--- RECORD EXTRACTS Enclosed Below ---

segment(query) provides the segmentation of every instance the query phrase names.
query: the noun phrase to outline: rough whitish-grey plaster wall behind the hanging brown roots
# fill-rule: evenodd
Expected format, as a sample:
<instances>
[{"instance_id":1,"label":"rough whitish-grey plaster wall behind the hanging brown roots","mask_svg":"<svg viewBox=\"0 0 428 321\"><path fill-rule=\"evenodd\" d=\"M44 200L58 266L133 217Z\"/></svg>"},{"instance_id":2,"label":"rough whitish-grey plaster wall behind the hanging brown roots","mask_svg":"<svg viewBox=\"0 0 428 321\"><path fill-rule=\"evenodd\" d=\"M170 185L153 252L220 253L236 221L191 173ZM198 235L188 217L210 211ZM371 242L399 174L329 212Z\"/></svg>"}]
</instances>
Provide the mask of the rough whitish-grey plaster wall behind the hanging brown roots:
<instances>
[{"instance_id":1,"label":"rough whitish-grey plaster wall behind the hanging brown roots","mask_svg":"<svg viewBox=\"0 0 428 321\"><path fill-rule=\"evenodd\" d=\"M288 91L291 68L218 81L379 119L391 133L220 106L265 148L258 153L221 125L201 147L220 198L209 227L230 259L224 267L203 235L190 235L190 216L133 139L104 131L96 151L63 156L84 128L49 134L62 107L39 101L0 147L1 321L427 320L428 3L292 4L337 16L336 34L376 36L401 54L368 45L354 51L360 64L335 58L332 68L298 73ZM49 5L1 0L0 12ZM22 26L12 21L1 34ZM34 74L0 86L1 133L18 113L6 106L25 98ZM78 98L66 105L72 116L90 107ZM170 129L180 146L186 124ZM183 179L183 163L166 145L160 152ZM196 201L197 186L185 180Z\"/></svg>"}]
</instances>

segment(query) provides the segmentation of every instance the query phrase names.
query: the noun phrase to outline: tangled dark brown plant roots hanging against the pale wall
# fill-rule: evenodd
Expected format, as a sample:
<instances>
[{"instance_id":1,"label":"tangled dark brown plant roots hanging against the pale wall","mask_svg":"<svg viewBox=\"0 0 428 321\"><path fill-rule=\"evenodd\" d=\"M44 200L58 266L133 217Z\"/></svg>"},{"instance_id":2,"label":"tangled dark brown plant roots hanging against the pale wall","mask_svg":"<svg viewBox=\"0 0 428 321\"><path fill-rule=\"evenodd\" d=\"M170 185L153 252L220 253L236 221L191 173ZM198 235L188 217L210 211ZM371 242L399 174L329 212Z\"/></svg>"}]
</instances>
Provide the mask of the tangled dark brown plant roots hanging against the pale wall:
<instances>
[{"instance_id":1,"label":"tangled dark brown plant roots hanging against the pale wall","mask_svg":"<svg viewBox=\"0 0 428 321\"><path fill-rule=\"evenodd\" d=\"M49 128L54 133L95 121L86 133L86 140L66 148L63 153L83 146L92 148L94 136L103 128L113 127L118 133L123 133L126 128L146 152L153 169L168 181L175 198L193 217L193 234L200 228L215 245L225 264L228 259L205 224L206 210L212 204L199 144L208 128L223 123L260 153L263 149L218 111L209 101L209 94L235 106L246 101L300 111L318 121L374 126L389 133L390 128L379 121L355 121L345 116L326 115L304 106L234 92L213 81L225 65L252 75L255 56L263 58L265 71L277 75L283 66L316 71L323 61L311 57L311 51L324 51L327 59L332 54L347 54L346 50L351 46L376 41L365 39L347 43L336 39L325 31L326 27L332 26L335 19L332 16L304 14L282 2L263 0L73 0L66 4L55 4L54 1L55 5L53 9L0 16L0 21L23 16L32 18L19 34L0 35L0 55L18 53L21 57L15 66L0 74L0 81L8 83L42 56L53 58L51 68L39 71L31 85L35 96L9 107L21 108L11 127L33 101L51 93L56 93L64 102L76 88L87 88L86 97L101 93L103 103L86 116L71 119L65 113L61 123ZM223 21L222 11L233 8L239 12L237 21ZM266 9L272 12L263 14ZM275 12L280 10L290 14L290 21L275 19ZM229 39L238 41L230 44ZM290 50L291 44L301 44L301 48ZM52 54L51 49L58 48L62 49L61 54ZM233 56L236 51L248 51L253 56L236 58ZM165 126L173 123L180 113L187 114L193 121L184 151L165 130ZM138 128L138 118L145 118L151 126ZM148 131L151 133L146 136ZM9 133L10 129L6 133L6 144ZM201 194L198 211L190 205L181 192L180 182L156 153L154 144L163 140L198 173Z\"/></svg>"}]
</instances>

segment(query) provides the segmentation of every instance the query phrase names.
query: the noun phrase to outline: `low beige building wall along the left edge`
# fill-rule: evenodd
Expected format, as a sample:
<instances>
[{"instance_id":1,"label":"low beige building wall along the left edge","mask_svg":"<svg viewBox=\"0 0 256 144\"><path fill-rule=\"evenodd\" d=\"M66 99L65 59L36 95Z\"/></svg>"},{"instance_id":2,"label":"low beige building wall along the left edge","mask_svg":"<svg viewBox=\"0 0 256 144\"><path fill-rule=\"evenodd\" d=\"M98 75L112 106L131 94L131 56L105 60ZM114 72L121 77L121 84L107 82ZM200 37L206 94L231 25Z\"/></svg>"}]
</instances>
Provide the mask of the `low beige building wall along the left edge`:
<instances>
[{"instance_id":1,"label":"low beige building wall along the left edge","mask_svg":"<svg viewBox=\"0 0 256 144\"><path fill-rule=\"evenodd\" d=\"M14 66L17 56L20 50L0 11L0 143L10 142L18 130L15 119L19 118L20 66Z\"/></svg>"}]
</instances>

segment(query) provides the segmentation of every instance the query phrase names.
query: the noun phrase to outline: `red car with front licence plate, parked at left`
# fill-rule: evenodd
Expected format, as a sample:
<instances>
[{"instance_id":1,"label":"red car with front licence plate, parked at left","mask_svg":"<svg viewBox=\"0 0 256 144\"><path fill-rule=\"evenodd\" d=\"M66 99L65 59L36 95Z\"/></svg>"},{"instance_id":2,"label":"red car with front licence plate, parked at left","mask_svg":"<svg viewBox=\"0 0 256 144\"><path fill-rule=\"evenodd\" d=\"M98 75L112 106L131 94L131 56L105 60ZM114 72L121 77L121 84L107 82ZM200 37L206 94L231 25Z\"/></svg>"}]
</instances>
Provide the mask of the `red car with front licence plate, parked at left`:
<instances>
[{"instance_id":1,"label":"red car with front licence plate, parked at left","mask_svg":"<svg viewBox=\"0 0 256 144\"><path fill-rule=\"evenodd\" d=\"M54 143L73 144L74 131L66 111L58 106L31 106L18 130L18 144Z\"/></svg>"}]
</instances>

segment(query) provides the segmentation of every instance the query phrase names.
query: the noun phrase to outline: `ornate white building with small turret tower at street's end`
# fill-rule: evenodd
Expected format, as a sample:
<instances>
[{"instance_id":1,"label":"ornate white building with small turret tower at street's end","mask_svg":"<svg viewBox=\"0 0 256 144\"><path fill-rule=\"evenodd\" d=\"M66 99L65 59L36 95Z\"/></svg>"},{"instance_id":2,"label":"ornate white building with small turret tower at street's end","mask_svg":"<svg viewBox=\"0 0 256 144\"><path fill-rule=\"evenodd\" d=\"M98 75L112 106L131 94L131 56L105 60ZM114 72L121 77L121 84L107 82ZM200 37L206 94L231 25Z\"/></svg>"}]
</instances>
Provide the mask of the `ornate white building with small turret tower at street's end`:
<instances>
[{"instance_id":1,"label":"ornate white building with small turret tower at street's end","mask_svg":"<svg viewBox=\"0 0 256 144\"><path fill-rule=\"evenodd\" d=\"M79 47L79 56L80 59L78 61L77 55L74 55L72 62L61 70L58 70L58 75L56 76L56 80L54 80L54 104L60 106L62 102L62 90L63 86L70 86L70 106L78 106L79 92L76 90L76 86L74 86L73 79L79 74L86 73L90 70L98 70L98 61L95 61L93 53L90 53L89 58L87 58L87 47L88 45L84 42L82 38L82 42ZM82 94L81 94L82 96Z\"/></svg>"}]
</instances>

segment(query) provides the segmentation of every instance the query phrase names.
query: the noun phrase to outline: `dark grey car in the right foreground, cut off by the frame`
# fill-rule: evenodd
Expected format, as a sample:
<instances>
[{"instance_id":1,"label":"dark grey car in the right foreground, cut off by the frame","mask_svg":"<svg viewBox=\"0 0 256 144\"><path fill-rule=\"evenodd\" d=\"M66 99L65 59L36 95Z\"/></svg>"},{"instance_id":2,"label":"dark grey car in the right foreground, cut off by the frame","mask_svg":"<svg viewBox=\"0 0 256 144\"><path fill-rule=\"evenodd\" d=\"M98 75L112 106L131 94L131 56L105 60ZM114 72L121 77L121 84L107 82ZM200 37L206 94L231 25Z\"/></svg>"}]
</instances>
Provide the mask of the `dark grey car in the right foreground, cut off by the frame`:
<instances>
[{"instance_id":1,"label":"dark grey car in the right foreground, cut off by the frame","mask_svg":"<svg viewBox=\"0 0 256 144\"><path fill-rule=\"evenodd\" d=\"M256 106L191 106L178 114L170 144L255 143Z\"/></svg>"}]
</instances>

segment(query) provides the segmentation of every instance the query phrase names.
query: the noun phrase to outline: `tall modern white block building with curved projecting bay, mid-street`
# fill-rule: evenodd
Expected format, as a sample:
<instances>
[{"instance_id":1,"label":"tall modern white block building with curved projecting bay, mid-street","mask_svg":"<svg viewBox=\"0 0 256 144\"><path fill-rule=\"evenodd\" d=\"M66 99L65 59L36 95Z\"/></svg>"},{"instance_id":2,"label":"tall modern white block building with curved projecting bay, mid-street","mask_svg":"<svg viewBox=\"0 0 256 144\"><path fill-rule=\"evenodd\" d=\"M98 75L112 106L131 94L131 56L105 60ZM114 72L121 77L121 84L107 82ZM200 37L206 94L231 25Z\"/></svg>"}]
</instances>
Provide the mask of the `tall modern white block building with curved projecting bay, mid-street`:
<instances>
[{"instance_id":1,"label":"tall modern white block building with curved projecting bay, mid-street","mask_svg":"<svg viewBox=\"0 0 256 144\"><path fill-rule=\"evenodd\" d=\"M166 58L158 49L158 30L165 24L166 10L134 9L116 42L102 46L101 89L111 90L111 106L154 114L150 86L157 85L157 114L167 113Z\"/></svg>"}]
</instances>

--- End of Enclosed RECORD EXTRACTS ---

DIRECTIONS FOR THIS TASK: Going through the entries above line by line, work out how many lines include the word "outline". Only the number is required.

TASK SOLUTION: 7